● WHAT TO PRODUCE
Continue the forum question below about Python 2.7's re.search and re.findall returning different results, starting right after its final line.

● PROVIDED PASSAGE
※ ※ ※
Python 2.7 re search and findall providing different search results

Question

I am trying to extract all function calls from a line of code and put then into a list of strings. For example, the string:

z = x + cos(x + y) - sin(x+2) + 3;

should be parsed into

['cos(x+y)','sin(x+2)']

Using python 2.7's re.search function and the regular expression

searchString = '([a-z]|[A-Z]|[0-9])+?[(].*?[)]'

I can extract the first function, cos(x+y), as expected.

When I use findall instead, I do get a list of two strings, but they contain only the characters just before the (. That is, I get ['s','n']

Since my regex works with search, what did I do wrong with findall?

The function I'm using is:

'''Separates out all function calls'''
def separateFunctionCalls(str):
    searchString = "([a-z]|[A-Z]|[0-9])+?[(].*?[)]"
    grp = re.findall(searchString,str)
    usingSearch = re.search(searchString,str)
    print usingSearch.group(0)
    print grp

And the test code is:

str = "return 2*cos(x+y) + sin(x+2)+1.0;"
※ ※ ※
● Stored data entries
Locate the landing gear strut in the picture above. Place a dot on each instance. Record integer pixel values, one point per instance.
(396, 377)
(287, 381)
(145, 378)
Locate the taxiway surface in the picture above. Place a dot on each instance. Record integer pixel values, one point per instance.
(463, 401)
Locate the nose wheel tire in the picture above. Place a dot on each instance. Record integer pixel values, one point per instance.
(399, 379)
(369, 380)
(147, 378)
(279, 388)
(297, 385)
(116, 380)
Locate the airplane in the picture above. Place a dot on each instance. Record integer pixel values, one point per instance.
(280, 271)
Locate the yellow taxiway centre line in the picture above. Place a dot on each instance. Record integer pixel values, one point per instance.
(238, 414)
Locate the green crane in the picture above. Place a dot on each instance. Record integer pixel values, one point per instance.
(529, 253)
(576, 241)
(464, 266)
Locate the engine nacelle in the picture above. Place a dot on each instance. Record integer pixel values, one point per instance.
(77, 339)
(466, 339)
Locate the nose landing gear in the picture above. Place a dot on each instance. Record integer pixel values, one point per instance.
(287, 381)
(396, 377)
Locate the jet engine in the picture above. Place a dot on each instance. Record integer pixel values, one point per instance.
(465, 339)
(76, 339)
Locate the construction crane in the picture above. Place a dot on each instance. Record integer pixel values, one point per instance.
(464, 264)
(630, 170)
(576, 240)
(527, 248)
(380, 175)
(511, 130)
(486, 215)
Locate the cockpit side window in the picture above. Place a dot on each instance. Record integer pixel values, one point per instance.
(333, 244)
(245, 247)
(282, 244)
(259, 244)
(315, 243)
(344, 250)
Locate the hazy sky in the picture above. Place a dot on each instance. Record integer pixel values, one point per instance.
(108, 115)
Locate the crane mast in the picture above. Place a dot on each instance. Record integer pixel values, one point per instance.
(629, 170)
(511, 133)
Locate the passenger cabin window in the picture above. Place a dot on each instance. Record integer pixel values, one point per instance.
※ ※ ※
● RESULT OF THIS TASK
separateFunctionCalls(str)

Answer 1

Your pattern uses an alternation of character classes without a quantifier which will match only 1 of the listed items.

When you repeat a capturing group, the group contains the value of the last iteration, that is why you see those matches.

You could write the character class as a single one containing all the ranges and repeat that instead:

[a-zA-Z0-9]+\([^()]+\)

Regex demo

To match your values you might also match not a whitespace char or parenthesis, then match from the opening till closing parenthesis to get for example a bit broader match

[^\s()]+\([^()]+\)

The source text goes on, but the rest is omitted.